◆ **EXTRACTED DATA**
- - -

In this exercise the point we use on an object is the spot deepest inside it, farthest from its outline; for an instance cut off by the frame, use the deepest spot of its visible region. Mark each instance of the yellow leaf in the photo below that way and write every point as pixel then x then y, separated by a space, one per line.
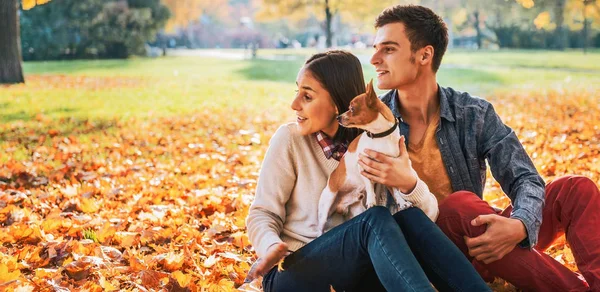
pixel 210 261
pixel 28 4
pixel 89 205
pixel 6 276
pixel 182 279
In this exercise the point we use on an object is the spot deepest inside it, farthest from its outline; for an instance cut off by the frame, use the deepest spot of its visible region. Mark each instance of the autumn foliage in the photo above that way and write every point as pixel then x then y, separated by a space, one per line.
pixel 159 203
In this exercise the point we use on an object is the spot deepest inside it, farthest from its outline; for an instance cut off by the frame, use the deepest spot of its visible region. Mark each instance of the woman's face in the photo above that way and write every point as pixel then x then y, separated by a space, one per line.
pixel 314 107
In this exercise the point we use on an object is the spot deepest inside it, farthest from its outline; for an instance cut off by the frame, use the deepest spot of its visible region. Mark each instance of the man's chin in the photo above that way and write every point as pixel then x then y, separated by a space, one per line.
pixel 383 85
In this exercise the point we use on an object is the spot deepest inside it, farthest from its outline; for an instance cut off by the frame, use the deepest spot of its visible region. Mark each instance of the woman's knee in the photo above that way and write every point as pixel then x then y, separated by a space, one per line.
pixel 463 204
pixel 377 212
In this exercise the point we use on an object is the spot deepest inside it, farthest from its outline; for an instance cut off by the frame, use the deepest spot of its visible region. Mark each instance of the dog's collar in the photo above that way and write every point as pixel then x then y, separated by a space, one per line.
pixel 383 134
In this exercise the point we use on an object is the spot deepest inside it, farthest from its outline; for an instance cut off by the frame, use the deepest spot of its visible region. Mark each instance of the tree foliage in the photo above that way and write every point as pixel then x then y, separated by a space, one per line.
pixel 69 29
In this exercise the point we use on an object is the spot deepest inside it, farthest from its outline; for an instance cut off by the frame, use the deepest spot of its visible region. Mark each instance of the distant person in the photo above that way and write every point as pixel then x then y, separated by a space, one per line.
pixel 451 136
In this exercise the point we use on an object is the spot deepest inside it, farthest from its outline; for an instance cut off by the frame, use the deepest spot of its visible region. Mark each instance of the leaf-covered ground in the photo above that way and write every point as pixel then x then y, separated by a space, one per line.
pixel 158 203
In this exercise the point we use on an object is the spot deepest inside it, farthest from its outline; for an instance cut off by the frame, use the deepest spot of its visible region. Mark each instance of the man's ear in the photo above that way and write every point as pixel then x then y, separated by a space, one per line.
pixel 370 86
pixel 371 96
pixel 426 55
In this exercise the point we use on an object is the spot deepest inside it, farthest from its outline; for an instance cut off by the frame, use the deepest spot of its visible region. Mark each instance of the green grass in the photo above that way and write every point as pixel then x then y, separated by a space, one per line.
pixel 169 86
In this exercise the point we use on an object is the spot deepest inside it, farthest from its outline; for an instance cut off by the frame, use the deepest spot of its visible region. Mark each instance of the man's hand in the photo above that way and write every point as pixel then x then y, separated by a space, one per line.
pixel 501 237
pixel 395 172
pixel 275 253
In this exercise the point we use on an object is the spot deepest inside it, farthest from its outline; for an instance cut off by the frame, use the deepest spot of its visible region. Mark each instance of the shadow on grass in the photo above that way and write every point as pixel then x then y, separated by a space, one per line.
pixel 69 67
pixel 272 70
pixel 7 116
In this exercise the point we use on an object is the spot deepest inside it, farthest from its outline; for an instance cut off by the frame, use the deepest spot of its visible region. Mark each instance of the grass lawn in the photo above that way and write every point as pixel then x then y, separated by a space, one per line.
pixel 177 85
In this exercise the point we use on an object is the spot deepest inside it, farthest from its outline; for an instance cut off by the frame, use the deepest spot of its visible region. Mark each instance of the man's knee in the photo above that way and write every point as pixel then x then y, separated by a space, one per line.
pixel 582 187
pixel 463 204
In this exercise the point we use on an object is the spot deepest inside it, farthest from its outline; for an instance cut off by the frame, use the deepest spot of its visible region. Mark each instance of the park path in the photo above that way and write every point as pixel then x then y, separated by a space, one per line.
pixel 364 59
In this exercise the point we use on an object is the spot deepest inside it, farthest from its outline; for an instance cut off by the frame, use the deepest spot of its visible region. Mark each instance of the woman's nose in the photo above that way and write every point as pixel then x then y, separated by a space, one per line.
pixel 296 105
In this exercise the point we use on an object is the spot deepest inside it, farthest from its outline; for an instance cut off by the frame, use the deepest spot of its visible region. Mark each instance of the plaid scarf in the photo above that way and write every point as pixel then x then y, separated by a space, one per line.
pixel 330 148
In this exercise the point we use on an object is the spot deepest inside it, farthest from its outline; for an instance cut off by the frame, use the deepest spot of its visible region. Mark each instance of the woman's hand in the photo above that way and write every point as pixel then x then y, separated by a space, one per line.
pixel 395 172
pixel 275 253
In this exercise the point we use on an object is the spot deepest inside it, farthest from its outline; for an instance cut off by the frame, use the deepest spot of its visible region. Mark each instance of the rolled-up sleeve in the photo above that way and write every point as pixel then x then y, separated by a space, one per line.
pixel 513 169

- - -

◆ **EXERCISE GOAL**
Nothing but the lines from the one with "of the rolled-up" through the final line of the records above should appear, each copied exactly.

◆ **TASK RESULT**
In this exercise the point we use on an object is the spot deepest inside it, farthest from its outline; for an instance cut off by the frame, use the deepest spot of its visible region. Mark each instance of the rolled-up sleeve in the photo above that way and write every point as pixel then x then y, separated by a space, one per line.
pixel 513 169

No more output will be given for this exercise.